▶ WHAT IS BEING ASKED: Set out each line of the records below as a numbered list, omitting blank lines and the pictures.
◇ ◇ ◇
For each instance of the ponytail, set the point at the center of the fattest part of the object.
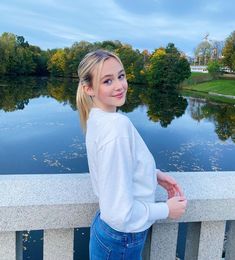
(84, 103)
(89, 71)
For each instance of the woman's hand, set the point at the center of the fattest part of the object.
(169, 184)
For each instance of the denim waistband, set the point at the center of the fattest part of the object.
(118, 234)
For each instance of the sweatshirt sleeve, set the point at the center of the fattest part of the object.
(118, 206)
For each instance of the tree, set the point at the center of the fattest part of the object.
(214, 68)
(229, 52)
(133, 62)
(56, 64)
(167, 68)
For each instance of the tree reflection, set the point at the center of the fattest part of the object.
(162, 106)
(222, 115)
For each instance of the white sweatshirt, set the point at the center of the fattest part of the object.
(123, 173)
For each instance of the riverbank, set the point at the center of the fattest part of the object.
(222, 89)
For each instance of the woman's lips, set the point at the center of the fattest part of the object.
(119, 95)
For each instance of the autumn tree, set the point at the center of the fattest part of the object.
(167, 68)
(229, 52)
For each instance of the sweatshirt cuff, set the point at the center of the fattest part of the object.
(159, 210)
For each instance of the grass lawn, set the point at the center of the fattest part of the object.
(221, 86)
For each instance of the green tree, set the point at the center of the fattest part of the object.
◇ ◇ ◇
▶ RIGHT ANSWER:
1. For each instance of the ponytail, set the point at the center of the fattest part of the object.
2. (84, 103)
3. (89, 71)
4. For each instance of the woman's hand, set the point at the center of the fattest part of the object.
5. (169, 184)
6. For each instance of the denim waistband, set the point at the center of the fattest part of the object.
7. (118, 234)
8. For each instance of the sweatshirt sleeve, set the point at the center of the fattest part of the object.
9. (118, 206)
10. For each instance of the tree, set the point at the center of the fattest part of the object.
11. (214, 68)
12. (229, 52)
13. (133, 62)
14. (56, 64)
15. (167, 68)
16. For each instance of the tree reflection, set the point at the center of the fattest part of the object.
17. (162, 106)
18. (222, 115)
19. For each instance of the white sweatshirt, set the point at the center of the fattest part of the object.
20. (123, 173)
21. For each instance of the riverbank, set the point at the center of the fattest part of the object.
22. (222, 89)
23. For each instance of the woman's lips, set the point at the center of the fattest part of the object.
24. (119, 95)
25. For each instance of the autumn tree, set the point at the center of the fattest part of the object.
26. (167, 68)
27. (229, 52)
28. For each instance of the sweatshirt cuff, set the point at the center of the fattest part of the object.
29. (159, 210)
30. For each instance of the grass lawn, set the point at the center of the fattest part of the object.
31. (221, 86)
32. For each instance of the green tree, set the point at the center of the fattest part of the object.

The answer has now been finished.